We will use Pandas, which is a software library written for the Python programming language for data manipulation and analysis.
In computer science there are many different and additional data structures and management software systems, e.g., relational databases and SQL, graphs, n-dim arrays, … The pandas data frame is comparable to R’s data frame concept.
Contents:
In this introduction we will only touch (mostly using synthetic and small data) some fundamental topics like:
data classes: Series, Data Frames
indexing and slicing: slice and dice
handling of missing values
methods: describe, correlation, diff/prct_change, shifting, general transformations, sorting
file input/output
date and time data
visualization
random data generation
real examples
References:
For detailed and more documentation see the Pandas Documentation or the book Python for Data Analysis by Wes McKinney.
import pandas as pd
import numpy as np
Series#
A Series is a one-dimensional labeled array capable of holding any data type (integers, strings, floating point numbers, Python objects, etc.). The axis labels are collectively referred to as the index.
s = pd.Series(data, index)
Typically, a Series object is created by reading some data from a file. Here, we create a simple synthetic Series whose values are of data type float
.
s = pd.Series(data=[2, 3, 1, 2, 5],
index=['Max','Emil', 'Sarah','David','Ilvy'],
dtype=float)
s
Max 2.0
Emil 3.0
Sarah 1.0
David 2.0
Ilvy 5.0
dtype: float64
Change the data type of the values to int
.
print(s.dtype)
s = s.astype(int)
print(s.dtype)

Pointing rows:
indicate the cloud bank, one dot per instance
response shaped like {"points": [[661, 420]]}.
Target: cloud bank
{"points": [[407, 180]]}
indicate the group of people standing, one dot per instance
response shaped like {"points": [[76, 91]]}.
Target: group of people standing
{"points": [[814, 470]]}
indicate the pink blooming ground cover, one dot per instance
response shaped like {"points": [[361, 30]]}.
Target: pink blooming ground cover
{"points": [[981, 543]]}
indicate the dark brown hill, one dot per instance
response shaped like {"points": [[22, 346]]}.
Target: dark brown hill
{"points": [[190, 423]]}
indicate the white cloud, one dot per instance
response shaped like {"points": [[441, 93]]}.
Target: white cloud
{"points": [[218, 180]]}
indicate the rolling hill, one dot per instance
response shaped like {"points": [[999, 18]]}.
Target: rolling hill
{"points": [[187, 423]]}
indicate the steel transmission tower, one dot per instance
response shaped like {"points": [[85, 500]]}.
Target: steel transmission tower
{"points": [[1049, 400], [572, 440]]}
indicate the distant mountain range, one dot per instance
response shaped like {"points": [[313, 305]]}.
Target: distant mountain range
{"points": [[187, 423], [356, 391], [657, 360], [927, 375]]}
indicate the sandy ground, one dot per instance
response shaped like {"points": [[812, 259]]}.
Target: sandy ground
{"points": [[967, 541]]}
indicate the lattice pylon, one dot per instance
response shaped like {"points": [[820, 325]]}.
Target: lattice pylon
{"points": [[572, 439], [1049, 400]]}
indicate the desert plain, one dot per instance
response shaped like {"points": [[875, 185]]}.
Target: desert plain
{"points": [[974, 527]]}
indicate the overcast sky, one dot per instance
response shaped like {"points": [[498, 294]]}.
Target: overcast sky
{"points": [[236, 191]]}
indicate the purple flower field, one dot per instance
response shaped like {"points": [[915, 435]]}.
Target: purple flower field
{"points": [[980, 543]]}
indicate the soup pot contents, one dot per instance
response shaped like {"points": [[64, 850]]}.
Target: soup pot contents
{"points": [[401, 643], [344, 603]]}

==

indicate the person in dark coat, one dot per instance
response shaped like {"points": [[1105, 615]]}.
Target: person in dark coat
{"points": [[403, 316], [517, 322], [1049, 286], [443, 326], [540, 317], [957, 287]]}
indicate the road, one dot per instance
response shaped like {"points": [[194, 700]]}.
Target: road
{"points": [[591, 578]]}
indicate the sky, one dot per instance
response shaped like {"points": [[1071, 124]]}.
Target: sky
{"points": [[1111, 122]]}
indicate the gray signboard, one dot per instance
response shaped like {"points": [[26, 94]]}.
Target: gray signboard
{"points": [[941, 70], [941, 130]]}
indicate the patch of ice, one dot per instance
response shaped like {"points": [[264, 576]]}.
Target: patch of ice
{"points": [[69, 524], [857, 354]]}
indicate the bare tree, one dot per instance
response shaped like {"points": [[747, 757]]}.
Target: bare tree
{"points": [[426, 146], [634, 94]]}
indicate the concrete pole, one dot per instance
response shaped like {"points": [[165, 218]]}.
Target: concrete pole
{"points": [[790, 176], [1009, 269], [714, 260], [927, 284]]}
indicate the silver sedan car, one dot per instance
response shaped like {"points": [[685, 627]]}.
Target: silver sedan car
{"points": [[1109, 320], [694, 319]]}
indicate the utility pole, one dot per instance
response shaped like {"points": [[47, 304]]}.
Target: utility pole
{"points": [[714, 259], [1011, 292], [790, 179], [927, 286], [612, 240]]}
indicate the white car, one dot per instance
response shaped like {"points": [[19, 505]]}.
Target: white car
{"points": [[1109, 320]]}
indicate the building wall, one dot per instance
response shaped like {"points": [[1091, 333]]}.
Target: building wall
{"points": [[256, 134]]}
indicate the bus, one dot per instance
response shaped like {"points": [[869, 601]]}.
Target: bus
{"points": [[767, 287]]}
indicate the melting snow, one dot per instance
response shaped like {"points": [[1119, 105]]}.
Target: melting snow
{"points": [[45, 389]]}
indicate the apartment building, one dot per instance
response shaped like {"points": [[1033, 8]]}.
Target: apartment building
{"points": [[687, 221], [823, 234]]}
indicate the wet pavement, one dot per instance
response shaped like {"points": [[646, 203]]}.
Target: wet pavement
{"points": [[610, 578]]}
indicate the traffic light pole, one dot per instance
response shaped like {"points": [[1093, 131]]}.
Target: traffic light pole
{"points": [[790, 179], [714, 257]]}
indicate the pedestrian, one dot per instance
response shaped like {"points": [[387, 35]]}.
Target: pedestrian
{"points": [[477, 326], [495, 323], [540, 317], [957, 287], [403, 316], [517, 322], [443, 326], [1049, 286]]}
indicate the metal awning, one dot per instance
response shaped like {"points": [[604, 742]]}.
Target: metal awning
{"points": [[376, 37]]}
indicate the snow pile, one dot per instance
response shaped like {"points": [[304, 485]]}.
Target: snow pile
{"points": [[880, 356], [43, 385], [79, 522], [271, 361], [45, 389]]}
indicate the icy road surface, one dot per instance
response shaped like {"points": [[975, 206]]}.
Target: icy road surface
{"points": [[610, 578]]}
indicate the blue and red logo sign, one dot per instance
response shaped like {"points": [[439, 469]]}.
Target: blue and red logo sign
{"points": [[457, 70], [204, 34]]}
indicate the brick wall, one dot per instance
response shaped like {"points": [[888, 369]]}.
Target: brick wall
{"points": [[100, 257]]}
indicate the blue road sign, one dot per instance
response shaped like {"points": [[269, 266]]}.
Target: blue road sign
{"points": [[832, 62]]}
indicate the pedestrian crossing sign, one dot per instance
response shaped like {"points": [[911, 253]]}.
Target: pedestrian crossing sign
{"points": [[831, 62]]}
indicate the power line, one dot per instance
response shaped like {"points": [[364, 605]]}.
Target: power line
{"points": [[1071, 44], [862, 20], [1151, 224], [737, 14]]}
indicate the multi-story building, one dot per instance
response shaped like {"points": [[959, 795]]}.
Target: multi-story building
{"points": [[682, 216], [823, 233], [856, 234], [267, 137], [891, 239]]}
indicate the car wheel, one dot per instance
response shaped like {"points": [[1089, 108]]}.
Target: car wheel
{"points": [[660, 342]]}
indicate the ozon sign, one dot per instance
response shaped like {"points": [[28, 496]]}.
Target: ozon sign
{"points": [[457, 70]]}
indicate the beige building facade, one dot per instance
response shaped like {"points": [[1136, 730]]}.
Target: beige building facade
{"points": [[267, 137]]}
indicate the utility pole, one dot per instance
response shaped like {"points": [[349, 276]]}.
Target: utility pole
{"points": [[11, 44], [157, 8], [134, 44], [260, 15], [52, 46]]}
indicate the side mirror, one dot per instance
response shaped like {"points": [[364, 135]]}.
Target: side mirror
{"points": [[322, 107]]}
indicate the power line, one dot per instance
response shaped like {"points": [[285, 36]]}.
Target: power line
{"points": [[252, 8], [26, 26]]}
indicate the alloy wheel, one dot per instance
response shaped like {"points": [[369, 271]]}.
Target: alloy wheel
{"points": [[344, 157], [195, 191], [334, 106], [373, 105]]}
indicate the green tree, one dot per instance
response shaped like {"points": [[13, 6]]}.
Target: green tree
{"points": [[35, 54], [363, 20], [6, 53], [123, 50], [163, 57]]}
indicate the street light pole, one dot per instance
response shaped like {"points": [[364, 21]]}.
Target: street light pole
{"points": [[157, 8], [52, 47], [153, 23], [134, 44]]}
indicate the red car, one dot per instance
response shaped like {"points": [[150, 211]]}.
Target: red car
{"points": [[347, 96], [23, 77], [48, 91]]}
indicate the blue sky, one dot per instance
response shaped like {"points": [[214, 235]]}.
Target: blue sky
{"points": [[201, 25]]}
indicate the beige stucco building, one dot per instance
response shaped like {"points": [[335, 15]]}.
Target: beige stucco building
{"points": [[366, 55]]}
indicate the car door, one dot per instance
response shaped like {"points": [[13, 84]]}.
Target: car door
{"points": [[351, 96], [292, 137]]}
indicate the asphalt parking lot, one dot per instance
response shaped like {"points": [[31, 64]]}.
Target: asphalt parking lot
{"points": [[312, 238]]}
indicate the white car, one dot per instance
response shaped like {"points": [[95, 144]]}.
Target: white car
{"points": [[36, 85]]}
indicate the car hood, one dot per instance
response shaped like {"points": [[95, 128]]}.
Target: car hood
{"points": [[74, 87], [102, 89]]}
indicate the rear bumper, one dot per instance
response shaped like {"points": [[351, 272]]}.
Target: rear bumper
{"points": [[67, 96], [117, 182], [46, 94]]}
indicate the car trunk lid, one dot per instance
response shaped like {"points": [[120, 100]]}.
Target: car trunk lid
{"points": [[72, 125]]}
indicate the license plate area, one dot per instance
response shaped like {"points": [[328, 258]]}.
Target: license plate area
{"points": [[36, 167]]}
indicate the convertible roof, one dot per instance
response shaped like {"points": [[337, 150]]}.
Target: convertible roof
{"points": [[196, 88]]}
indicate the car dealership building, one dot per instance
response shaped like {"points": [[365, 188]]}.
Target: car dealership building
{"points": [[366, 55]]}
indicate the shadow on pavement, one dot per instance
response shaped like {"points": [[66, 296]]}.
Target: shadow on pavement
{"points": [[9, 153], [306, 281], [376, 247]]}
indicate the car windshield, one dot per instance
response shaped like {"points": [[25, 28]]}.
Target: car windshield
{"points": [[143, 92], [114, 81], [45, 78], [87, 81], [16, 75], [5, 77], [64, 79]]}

...

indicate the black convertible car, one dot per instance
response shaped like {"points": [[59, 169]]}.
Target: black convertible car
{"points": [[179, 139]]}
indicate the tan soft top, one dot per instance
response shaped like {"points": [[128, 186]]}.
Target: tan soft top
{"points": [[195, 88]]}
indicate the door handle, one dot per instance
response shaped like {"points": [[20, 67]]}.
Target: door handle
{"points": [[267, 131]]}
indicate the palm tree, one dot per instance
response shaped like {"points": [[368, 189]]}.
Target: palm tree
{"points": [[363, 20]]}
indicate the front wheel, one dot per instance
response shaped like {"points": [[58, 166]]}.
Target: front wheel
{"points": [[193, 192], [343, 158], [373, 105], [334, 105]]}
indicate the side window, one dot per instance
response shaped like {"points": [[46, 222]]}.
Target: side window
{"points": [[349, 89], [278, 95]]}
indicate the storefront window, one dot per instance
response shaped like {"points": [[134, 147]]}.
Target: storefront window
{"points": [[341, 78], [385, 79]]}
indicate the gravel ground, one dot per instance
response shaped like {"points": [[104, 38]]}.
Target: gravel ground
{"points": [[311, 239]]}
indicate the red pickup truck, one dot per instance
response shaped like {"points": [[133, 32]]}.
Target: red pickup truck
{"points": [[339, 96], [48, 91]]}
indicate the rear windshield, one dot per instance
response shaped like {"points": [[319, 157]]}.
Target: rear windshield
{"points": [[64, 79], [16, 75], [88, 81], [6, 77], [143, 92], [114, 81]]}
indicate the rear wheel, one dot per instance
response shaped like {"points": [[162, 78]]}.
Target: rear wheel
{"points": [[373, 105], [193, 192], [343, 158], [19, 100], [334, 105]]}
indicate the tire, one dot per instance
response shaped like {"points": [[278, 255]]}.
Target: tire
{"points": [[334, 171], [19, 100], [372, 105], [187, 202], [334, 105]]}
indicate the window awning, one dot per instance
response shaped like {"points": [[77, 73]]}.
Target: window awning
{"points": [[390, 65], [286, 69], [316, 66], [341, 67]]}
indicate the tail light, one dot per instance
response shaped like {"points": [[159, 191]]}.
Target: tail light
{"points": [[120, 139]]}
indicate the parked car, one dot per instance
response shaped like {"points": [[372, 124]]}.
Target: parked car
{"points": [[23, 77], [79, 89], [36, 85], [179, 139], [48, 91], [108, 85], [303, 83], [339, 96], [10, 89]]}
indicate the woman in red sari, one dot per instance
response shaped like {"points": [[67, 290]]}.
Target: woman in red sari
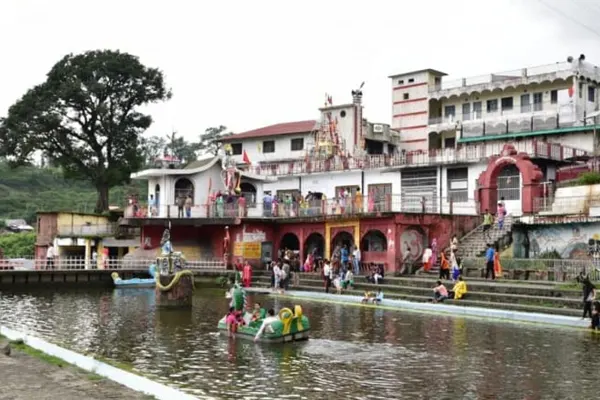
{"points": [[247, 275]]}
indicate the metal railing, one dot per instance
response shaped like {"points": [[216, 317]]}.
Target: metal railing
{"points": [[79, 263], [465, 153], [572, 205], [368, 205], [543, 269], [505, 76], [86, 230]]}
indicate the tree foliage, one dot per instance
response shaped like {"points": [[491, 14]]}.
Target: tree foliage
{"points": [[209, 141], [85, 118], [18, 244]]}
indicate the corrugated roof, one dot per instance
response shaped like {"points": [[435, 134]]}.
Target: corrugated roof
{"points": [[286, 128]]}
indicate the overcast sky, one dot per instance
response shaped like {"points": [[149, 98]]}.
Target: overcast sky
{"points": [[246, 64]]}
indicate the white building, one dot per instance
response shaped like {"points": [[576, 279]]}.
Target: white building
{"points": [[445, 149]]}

_INSTRUCTION 1_. In the pandas introduction, what name is given to a Series' axis labels taken together?
_INSTRUCTION 2_. Carry the pandas introduction on from the point where it stops.
The rows have nothing to do with this.

_EXERCISE RESULT 1_. The index.

_EXERCISE RESULT 2_.
float64
int64
Give a name to the series and the indices:
s.name = 'grades'
s.index.name= 'students'
s
students
Max 2
Emil 3
Sarah 1
David 2
Ilvy 5
Name: grades, dtype: int64
Indexing and Slicing:
s.index
Index(['Max', 'Emil', 'Sarah', 'David', 'Ilvy'], dtype='object', name='students')
Get the value with index = ‘Sarah’:
s['Sarah']
1
Get the series corresponding to a list of indices.
s[['Ilvy','Emil']]
students
Ilvy 5
Emil 3
Name: grades, dtype: int64
s.iloc[2:4]
students
Sarah 1
David 2
Name: grades, dtype: int64
Boolean Indexing:
s < 5
students
Max True
Emil True
Sarah True
David True
Ilvy False
Name: grades, dtype: bool
s[s < 5]
students
Max 2
Emil 3
Sarah 1
David 2
Name: grades, dtype: int64
Interated Indexing
s[s < 5][s > 2]
students
Emil 3
Name: grades, dtype: int64
Another common operation is the use of boolean vectors to filter the data. The operators are: | for or, & for and, and ~ for not. These must be grouped by using parentheses.
s[ (s < 5) & (s > 2) | (s == 1)]
students
Emil 3
Sarah 1
Name: grades, dtype: int64
Queries:
2 in s.values
True
'Maxx' in s.index
False
len(s[s == 2])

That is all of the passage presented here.